Work instructions: Return the data below in full and exactly, except that the pictures are dropped.

(Region pointing data)
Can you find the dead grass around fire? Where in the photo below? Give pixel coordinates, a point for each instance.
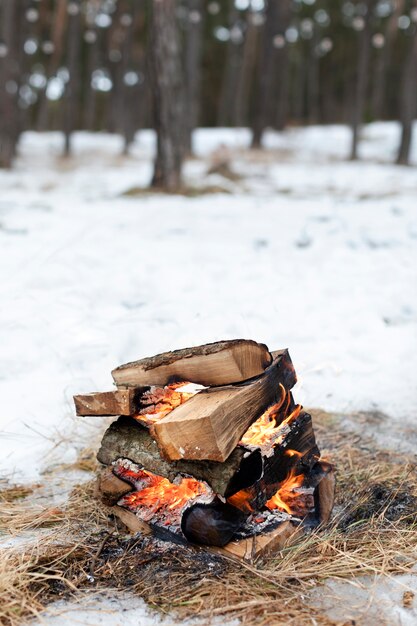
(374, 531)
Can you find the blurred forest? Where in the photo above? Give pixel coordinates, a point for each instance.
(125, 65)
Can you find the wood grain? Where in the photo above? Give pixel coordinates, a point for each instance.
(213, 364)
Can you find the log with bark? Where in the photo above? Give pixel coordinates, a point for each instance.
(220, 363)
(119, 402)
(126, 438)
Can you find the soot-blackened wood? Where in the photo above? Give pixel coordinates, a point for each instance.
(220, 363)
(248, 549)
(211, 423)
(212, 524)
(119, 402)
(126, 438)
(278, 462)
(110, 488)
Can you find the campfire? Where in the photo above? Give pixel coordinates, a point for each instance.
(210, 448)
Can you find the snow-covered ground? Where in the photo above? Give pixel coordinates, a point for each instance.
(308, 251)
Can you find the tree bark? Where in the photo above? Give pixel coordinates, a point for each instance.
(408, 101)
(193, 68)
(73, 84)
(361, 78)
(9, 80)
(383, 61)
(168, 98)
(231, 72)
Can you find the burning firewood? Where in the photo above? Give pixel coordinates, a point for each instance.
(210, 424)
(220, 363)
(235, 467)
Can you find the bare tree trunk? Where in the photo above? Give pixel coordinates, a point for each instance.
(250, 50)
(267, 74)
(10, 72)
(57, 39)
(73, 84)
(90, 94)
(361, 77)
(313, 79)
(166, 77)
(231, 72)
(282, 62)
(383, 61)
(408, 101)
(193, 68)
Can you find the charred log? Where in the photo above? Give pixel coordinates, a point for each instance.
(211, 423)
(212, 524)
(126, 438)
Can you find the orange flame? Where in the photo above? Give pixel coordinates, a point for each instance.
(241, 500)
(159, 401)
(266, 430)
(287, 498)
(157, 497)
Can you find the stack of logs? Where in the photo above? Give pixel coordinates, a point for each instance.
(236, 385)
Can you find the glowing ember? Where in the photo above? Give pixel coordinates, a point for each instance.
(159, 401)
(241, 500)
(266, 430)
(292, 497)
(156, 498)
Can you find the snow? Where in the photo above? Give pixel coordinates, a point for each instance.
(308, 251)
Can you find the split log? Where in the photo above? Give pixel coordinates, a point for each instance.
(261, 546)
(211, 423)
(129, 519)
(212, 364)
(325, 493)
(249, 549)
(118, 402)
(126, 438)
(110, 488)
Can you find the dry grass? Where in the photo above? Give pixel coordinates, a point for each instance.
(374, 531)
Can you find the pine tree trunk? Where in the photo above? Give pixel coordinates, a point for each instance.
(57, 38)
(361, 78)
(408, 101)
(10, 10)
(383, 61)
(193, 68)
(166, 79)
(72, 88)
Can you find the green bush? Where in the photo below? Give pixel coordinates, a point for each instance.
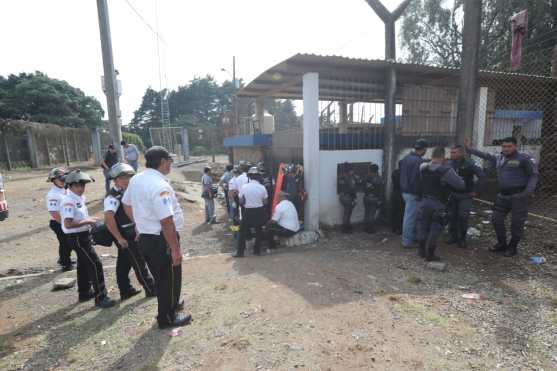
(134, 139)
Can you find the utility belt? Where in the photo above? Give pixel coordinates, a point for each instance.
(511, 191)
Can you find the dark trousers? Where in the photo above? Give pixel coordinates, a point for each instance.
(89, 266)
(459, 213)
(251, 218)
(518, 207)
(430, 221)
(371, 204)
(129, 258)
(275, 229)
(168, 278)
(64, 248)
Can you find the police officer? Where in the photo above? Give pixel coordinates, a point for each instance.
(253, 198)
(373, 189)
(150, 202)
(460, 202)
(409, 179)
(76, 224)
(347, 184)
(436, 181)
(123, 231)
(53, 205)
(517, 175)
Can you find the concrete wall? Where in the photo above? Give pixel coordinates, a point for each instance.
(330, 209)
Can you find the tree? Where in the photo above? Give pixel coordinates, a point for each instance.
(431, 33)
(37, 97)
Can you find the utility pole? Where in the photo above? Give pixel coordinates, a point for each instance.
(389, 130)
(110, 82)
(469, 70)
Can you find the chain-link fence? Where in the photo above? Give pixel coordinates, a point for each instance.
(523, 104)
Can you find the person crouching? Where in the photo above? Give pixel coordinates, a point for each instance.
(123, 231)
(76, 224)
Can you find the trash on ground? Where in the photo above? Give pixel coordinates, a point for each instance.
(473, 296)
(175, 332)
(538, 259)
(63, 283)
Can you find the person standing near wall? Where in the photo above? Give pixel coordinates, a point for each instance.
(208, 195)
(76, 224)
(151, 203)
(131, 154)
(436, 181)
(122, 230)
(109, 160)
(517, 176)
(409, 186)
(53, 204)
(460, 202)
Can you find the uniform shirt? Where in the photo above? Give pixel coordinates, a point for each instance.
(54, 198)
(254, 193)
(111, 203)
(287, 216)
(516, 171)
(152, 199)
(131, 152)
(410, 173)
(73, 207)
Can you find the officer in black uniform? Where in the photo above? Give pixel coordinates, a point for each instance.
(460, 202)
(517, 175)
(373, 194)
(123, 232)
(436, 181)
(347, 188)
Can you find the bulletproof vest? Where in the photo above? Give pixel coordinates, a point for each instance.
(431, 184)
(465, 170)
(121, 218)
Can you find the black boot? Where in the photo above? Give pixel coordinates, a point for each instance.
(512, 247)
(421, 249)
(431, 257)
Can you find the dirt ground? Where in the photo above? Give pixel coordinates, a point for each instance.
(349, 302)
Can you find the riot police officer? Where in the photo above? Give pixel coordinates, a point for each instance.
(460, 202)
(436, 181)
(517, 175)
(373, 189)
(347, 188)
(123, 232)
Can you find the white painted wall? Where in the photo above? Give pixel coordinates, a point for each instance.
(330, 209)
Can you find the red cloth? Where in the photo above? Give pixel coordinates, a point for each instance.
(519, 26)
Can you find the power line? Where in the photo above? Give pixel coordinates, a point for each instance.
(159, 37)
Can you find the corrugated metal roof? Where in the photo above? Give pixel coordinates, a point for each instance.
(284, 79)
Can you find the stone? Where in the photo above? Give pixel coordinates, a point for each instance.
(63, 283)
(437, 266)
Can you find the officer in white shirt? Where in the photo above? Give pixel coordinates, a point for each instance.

Exercise answer:
Can you find the dead grass around fire? Where in the photo below? Give pixel coordinates, a point for each instance.
(374, 531)
Can you find the blurred forest? Where in the photo above? Give pixel coordinates, a point for each instance.
(125, 65)
Can you find the wood grain? Where in the photo above? Give pixel coordinates, a point for each instance.
(213, 364)
Can you find the log with bark? Where in the photo above? Give pixel coordinates, a point for each instance.
(220, 363)
(119, 402)
(126, 438)
Can you find the soot-blackened wood? Where in the photo above? Give pixel coordinates, a point for each instance.
(220, 363)
(248, 549)
(211, 423)
(212, 524)
(119, 402)
(126, 438)
(278, 462)
(110, 488)
Can you find the campfire? Where in the photo above? Give pixel coordinates, a point for each instance.
(210, 448)
Can you find the snow-covered ground? Where in the photo above? Give pixel coordinates, a point for each instance.
(308, 251)
Can you find the tree bark? Where in the photo above? Give pixel coordinates, a point for each instance.
(408, 101)
(193, 68)
(73, 84)
(361, 78)
(9, 80)
(383, 61)
(168, 98)
(231, 72)
Can you find the burning firewood? Where in the photo above? Give pixel coordinates, a point for each instance.
(210, 424)
(220, 363)
(235, 467)
Can you find the bare tree trunk? Where in the photo above? Give pixel coordinates, a point for each instance.
(250, 50)
(267, 74)
(10, 72)
(57, 39)
(73, 84)
(90, 94)
(361, 77)
(313, 79)
(166, 77)
(231, 72)
(282, 62)
(383, 61)
(408, 101)
(193, 68)
Can you find the charred log? Where in the photo above? Give pixel coordinates, a point for each instance.
(211, 423)
(212, 524)
(126, 438)
Can you find the orange flame? Where in the photo above? Give pixel coordinates, a point for each instance.
(241, 500)
(159, 401)
(266, 430)
(287, 498)
(157, 497)
Can you find the stack of logs? Where in the photo above? Give pixel coordinates, a point for each instance.
(236, 385)
Can you find the glowing ember? Where in the photo above? Give pixel coordinates, a point for each instance.
(159, 401)
(241, 500)
(266, 430)
(292, 497)
(156, 498)
Can you find the snow? Where in the photo above? Give pixel coordinates, a point for each instance.
(308, 251)
Can you find the split log? Where in the photo above? Give pixel coordinates, a point for each instance.
(261, 546)
(211, 423)
(129, 519)
(212, 364)
(325, 493)
(249, 549)
(118, 402)
(126, 438)
(110, 488)
Can you find the dry grass? Where in the photo above? Give pixel coordinates, a point for each instance.
(374, 531)
Can you find the pine tree trunk? Where in the photo above? Give pixel coordinates, a point for each instance.
(57, 38)
(361, 78)
(408, 101)
(10, 10)
(383, 61)
(193, 68)
(166, 79)
(72, 88)
Can you find the green bush? Where in the photo below? Give pixel coordinates, a point for each instance.
(134, 139)
Can you find the utility belt? Where in the photo above? Give pixel coordinates, a point for each instance.
(511, 191)
Can you find the dark trousers? Where in the photo above? Give pixel coordinates, a point for each instance.
(89, 266)
(459, 213)
(251, 218)
(518, 207)
(430, 221)
(371, 204)
(129, 258)
(275, 229)
(168, 278)
(64, 248)
Can you find the police officer? Where in the photo above? Give pixel coordinates, a point for each instance.
(253, 198)
(373, 189)
(150, 202)
(460, 202)
(409, 179)
(76, 224)
(347, 184)
(436, 181)
(123, 231)
(53, 205)
(517, 175)
Can you find the concrete wall? Where in the photo above? Give pixel coordinates, a point for each instance.
(330, 209)
Can you find the tree? Where in the photo above? Give pixel coordinates, a point for each instance.
(431, 33)
(37, 97)
Can you find the utility pole? Where in the photo above? Give pixel coordinates, a point for each instance.
(389, 130)
(110, 82)
(469, 70)
Can you find the chain-link fence? Where in the photo above? Give pixel coordinates, a point for each instance.
(523, 104)
Can you find the person crouching? Where in the photo above? Give pixel coordinates, a point for each instance.
(123, 231)
(76, 224)
Can you find the trash on ground? Where in the photo above? Give pixel coordinates, a point for each instance.
(473, 296)
(175, 332)
(538, 259)
(63, 283)
Can you find the person standing near wall? Where in the photo above? Give pixel coordinates, a point for each instance.
(208, 195)
(76, 224)
(151, 203)
(131, 154)
(436, 181)
(122, 230)
(109, 160)
(517, 176)
(409, 186)
(53, 204)
(460, 202)
Can you find the uniform shirt? Where in the photo above? Give pixel coordinates, a point for each instance.
(54, 198)
(254, 193)
(111, 203)
(287, 216)
(516, 171)
(152, 199)
(131, 152)
(410, 173)
(73, 207)
Can you find the officer in black uniform? Where in the photo above? Give pixel coordinates, a point for each instance.
(460, 202)
(517, 175)
(373, 194)
(123, 232)
(436, 181)
(347, 188)
Can you find the bulletproof vest? Where in the photo above? Give pixel coordinates, a point for each instance.
(431, 184)
(465, 170)
(121, 218)
Can you find the black boot? Where in the photo above? Give pixel coordinates, a point for each instance.
(512, 247)
(421, 249)
(431, 257)
Can you find the dirt ground? Where in the photo above? Give pixel coordinates, a point for each instance.
(349, 302)
Can you find the riot police officer? Where in the photo above? Give pixel coordinates, a point for each instance.
(460, 202)
(436, 181)
(517, 175)
(373, 189)
(347, 188)
(123, 232)
Can you find the white painted wall? Where in the photo above? Give pixel coordinates, a point for each instance.
(330, 209)
Can you find the red cloth? Where in the photo above? Give pixel coordinates, a point for each instance.
(519, 26)
Can you find the power line? Where in the photo above? Give pixel coordinates, a point for each instance.
(159, 37)
Can you find the corrugated metal roof? Where in the photo above? Give pixel coordinates, a point for each instance.
(284, 79)
Can you find the stone? Where in the photo above? Give pixel coordinates, a point for each instance.
(63, 283)
(437, 266)
Can you find the officer in white shirt? Where in the photo above? Give pixel coordinates, a point for each instance.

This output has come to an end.